- Reading text
>> START

The essential difference between an ordinance and a sacrament is whether or not God is doing anything in the event.  You already know where I am going with this.  I have been arguing that God is active in our Sunday gatherings, so of course he’d be involved in the supper we’ve named The Lord’s Supper.

God is active in Communion and his first act is to invite us to the table.

Invitation to the Table

It is fitting that the first action belongs to God.  In the establishment of the First Communion, Jesus was very active.   He found the room, gathered his disciples, washed their feet and moderated the sacramental meal.  God does the same for us and his Invitation is an act of Grace.

Communion

God is active in The Holy Supper.  What does he do?  He speaks.  He says, “Take” and then he extends something to us.  What does he offer?  Well, we are not exactly sure, but if we read the symbols, it might have something to do with nourishment and sustenance.  Literal bread and wine are basic foods that nourish our physical bodies.  Spiritually we need sustenance as well.  His body and blood are nourishment for our spiritual life.   Perhaps he is conveying unity; all Christians eat and drink of the body and blood of Christ, and in so doing, we are united in him.  The bread and wine are symbolic, but this term is not understood by those steeped in Modern reasoning.  The communion elements aren’t “just symbols.”  (The allusions present in the sacrament itself ought to be enough to convince us of this.)

In some way we receive Christ and Grace by the Holy Spirit through faith.  What actually happens at the table is a mystery.  Modern secularism doesn’t like mysteries, and neither do modern Christians–we like to have clear explanations for spiritual things.  But we don’t get to have clarity here, and I don’t think we should want it.  A ritual engaging in a spiritual mystery will teach us that reality is comprised of mysteries that we can neither understand nor control.  We simply receive and accept by faith.  This might go a long way to counter the secularizing pressures of living in the Modern world.

>> END

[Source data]
>> START

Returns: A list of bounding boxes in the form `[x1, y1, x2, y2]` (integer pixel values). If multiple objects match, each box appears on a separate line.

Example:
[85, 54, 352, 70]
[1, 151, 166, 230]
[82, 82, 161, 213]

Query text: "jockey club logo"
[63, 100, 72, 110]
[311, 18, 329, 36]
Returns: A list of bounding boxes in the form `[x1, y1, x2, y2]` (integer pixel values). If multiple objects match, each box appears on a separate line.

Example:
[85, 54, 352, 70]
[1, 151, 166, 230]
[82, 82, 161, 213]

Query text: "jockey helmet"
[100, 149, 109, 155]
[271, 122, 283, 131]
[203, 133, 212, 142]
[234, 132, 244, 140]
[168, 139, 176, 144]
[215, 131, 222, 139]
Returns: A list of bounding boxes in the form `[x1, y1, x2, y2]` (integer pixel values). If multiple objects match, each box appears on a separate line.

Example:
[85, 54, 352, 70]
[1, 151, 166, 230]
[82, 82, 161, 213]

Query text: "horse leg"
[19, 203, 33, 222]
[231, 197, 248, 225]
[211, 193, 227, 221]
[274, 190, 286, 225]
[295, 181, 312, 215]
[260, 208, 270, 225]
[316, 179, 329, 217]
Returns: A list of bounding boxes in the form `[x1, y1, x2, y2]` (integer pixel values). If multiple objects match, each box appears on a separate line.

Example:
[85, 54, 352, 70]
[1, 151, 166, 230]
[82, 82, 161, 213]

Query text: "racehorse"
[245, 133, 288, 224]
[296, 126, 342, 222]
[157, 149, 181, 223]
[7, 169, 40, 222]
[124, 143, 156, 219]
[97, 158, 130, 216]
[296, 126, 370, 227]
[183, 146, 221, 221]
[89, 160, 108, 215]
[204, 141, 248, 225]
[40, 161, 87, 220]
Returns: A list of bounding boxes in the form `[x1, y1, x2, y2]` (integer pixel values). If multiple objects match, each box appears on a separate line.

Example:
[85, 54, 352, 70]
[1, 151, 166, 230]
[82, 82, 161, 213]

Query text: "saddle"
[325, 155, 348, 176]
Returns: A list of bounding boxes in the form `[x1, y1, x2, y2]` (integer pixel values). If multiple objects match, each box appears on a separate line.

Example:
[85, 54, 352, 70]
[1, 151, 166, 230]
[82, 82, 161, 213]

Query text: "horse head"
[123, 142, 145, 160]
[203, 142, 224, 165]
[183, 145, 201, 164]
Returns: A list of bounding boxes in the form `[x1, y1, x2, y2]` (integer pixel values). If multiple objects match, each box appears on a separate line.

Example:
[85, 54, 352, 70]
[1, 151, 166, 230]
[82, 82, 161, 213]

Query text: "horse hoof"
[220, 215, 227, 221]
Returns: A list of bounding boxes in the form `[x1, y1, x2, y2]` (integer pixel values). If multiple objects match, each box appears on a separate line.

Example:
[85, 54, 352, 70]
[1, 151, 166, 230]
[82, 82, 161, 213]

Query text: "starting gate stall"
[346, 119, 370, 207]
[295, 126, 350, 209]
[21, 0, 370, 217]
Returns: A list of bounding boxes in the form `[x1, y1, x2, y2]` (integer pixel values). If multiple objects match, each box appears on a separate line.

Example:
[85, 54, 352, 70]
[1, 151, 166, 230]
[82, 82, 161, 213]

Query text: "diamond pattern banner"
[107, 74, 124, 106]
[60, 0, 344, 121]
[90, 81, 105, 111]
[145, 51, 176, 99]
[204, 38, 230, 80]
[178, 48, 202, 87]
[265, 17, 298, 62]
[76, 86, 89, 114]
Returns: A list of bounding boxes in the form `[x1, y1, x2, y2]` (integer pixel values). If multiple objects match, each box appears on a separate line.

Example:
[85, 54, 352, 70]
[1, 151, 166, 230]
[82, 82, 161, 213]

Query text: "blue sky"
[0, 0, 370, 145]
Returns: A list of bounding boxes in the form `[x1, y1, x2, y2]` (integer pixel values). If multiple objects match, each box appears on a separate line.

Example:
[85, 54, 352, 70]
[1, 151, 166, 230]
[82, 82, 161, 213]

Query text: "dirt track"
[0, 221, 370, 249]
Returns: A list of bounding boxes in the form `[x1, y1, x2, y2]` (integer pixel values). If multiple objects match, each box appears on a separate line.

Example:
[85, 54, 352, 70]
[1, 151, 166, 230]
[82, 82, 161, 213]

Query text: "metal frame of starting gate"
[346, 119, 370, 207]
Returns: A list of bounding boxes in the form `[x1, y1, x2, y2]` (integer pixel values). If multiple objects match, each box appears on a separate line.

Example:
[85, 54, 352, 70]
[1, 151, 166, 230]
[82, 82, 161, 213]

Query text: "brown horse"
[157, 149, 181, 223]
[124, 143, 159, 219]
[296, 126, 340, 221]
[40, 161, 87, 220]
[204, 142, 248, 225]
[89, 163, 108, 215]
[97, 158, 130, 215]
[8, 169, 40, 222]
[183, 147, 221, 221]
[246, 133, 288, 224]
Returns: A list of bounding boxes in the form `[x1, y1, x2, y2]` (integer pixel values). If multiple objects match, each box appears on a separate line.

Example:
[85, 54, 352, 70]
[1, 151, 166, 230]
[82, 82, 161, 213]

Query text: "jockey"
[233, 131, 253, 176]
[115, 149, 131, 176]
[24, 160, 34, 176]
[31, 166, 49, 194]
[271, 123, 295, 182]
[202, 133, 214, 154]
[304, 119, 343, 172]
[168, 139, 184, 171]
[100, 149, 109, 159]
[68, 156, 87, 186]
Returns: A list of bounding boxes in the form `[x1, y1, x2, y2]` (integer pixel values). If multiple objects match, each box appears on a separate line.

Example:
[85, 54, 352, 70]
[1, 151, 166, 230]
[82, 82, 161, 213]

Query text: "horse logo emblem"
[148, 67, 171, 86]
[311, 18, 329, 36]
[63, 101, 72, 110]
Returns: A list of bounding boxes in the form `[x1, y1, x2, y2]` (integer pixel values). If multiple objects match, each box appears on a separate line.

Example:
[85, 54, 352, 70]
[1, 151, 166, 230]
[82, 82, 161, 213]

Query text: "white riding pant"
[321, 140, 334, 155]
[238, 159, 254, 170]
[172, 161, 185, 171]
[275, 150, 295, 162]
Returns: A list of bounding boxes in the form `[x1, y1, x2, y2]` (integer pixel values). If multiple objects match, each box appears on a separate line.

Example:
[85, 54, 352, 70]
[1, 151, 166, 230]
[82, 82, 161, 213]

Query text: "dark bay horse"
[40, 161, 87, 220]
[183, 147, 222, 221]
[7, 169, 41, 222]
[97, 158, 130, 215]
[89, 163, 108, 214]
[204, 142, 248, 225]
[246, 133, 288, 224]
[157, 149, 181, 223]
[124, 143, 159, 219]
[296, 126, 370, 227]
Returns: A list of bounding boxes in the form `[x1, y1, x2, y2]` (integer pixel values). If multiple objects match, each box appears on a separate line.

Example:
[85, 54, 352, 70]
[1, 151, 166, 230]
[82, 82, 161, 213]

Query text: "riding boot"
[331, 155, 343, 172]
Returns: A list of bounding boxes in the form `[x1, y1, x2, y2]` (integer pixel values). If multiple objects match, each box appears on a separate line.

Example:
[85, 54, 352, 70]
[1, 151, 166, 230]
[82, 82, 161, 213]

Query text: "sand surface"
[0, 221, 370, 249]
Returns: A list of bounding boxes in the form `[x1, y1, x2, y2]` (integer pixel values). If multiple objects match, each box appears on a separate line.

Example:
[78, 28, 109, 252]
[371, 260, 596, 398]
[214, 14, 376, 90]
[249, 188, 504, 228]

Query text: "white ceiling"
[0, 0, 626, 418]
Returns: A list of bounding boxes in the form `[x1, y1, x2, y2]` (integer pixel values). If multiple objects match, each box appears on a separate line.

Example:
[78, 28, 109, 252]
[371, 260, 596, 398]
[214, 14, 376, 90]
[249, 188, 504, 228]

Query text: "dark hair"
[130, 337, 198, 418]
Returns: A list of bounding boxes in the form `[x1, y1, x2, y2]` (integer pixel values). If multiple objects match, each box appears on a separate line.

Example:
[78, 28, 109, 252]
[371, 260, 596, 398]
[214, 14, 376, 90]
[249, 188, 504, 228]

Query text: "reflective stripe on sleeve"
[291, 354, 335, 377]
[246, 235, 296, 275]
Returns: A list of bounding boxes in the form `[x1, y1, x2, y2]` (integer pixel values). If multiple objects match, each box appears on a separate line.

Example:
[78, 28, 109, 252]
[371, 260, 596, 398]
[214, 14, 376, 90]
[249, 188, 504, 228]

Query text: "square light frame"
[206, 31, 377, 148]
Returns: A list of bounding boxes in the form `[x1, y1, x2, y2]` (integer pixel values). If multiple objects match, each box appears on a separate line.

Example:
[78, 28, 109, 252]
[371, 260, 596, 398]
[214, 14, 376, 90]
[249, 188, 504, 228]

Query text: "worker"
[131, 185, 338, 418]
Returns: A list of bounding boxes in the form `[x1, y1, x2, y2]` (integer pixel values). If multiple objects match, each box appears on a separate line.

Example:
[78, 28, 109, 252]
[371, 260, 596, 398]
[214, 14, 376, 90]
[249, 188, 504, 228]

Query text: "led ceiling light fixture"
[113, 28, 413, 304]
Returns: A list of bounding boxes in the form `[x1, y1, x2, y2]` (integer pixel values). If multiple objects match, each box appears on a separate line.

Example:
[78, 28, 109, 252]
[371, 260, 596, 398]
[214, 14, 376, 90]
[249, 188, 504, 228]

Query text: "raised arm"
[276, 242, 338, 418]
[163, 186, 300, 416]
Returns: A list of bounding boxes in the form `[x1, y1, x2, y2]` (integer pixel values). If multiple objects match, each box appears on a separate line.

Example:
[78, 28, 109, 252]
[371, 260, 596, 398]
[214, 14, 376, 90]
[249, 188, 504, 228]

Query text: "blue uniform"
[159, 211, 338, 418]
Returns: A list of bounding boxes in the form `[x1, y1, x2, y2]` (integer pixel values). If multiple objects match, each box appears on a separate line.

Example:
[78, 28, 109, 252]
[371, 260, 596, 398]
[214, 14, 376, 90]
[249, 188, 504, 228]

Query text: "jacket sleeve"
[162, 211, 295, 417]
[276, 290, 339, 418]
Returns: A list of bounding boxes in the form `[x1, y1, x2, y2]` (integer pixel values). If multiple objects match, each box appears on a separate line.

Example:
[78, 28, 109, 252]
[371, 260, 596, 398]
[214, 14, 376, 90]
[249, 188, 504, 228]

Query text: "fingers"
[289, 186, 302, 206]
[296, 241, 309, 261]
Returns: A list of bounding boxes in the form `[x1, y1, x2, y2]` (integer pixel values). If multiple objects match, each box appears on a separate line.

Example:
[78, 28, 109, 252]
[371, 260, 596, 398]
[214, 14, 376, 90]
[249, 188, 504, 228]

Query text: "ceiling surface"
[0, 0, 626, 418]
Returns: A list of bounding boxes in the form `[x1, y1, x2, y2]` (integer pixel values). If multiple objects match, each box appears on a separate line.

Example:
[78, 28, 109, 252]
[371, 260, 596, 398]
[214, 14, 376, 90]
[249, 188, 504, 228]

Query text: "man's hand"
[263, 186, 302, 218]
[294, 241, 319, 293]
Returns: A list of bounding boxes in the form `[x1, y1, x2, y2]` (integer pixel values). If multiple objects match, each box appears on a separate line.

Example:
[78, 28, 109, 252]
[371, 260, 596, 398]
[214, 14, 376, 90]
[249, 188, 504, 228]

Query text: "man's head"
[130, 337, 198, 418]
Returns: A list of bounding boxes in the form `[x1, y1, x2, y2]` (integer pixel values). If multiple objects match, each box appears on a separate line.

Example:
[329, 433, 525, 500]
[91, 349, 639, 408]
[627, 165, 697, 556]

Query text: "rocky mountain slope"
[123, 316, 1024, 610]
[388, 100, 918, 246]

>> END

- What is expected
Rename "disciples" as "followers" in the passage of the Communion text between "Invitation to the" and "act of Grace.", inclusive, and write that passage out again. Rely only on the Communion text, not on the listing.

- Answer in full
Invitation to the Table

It is fitting that the first action belongs to God.  In the establishment of the First Communion, Jesus was very active.   He found the room, gathered his followers, washed their feet and moderated the sacramental meal.  God does the same for us and his Invitation is an act of Grace.